* _Activity_
Transcribe the data below exactly, but only from the line containing "Habitat-census task: mark the glass shower door" through its final line, both included.

* _Excerpted records_

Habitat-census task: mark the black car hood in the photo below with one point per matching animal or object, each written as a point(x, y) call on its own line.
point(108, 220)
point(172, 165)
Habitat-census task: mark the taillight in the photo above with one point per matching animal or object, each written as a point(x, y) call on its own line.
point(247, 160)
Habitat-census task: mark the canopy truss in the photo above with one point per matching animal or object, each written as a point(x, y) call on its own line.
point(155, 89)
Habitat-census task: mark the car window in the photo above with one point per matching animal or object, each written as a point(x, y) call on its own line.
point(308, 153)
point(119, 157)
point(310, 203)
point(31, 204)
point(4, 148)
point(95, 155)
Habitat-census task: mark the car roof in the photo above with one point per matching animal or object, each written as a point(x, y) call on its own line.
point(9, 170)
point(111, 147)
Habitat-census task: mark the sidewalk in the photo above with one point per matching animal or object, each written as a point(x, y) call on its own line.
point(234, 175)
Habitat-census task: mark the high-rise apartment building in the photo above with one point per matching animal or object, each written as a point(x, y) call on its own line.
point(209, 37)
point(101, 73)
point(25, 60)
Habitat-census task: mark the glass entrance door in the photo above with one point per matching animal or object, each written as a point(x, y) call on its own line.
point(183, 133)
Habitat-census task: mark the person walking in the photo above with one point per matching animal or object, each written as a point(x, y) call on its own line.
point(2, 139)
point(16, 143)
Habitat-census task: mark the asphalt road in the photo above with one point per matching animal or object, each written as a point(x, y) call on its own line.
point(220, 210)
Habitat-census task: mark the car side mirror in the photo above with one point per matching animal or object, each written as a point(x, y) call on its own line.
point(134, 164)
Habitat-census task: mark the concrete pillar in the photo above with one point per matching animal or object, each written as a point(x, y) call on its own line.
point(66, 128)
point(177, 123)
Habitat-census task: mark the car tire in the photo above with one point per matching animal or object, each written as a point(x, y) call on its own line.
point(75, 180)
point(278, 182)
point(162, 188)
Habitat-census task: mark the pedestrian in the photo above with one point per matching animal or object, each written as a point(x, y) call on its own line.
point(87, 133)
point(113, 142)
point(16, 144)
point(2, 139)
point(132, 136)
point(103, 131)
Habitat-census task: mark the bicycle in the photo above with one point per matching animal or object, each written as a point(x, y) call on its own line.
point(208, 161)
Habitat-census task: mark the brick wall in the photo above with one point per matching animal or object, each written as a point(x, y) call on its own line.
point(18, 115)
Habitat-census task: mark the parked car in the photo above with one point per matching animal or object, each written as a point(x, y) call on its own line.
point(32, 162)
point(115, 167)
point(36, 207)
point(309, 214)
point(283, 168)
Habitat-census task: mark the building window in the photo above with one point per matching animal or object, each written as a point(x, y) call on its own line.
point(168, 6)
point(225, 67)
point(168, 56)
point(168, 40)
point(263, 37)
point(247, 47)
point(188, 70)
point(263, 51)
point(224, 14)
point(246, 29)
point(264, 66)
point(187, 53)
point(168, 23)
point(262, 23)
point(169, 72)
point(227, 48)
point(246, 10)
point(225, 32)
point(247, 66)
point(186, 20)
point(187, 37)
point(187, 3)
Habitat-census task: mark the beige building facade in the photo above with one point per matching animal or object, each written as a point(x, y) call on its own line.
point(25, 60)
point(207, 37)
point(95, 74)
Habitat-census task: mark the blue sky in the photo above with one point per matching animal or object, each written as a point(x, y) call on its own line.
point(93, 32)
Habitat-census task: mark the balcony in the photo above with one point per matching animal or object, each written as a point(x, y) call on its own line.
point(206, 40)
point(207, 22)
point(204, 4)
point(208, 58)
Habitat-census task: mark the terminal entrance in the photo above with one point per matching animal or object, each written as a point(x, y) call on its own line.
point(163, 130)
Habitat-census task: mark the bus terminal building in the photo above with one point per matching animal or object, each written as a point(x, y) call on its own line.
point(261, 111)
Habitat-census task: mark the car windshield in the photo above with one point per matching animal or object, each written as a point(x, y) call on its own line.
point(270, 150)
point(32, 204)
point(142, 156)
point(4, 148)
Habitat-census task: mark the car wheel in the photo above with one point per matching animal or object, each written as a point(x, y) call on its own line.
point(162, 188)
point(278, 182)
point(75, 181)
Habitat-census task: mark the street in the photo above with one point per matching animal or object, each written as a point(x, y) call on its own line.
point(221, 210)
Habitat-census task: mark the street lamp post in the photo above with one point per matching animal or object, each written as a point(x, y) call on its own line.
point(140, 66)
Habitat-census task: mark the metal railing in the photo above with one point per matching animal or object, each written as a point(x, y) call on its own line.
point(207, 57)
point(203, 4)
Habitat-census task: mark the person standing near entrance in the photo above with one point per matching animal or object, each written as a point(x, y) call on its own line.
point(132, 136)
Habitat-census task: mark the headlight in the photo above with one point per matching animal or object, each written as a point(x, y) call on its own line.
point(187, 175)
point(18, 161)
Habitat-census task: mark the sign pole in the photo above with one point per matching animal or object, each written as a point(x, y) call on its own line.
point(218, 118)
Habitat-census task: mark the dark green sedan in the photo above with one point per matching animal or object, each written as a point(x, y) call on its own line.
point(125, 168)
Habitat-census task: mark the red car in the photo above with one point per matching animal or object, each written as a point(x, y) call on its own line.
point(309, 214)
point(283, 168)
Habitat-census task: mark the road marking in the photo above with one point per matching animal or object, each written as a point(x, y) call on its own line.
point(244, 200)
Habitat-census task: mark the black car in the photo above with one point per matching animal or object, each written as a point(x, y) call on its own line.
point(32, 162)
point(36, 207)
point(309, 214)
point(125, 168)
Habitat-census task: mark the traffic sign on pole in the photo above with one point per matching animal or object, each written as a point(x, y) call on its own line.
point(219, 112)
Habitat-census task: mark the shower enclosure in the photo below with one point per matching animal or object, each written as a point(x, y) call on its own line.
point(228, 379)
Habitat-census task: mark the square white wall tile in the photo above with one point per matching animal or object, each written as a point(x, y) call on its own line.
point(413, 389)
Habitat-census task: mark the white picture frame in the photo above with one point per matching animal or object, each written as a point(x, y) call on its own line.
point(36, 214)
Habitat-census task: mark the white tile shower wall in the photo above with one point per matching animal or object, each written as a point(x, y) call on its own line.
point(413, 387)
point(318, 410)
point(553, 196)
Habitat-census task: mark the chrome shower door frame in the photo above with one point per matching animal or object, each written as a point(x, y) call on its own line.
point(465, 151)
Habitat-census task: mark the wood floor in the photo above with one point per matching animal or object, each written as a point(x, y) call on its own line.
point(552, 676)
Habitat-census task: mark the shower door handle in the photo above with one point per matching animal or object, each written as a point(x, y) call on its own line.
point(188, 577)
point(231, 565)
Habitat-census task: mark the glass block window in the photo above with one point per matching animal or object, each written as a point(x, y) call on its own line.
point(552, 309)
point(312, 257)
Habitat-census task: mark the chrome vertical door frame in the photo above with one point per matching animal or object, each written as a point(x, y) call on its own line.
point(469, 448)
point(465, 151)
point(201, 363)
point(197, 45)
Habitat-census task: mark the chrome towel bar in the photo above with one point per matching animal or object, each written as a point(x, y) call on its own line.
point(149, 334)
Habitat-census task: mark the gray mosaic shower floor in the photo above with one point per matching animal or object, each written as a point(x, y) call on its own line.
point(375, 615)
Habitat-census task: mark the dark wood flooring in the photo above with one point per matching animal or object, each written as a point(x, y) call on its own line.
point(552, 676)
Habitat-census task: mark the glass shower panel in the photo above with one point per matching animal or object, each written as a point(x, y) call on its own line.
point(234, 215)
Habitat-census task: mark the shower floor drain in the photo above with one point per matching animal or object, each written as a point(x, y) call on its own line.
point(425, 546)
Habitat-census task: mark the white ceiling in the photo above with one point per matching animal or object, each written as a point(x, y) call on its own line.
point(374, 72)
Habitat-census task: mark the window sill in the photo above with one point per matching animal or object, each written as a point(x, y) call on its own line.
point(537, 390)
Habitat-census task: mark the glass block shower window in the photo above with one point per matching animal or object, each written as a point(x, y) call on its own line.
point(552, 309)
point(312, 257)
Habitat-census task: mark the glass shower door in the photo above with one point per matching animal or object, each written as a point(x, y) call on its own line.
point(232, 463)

* _Answer box_
Habitat-census task: mark the glass shower door in the photo above with one point per matching animal or object, each written as a point(x, y) call on its own line.
point(232, 463)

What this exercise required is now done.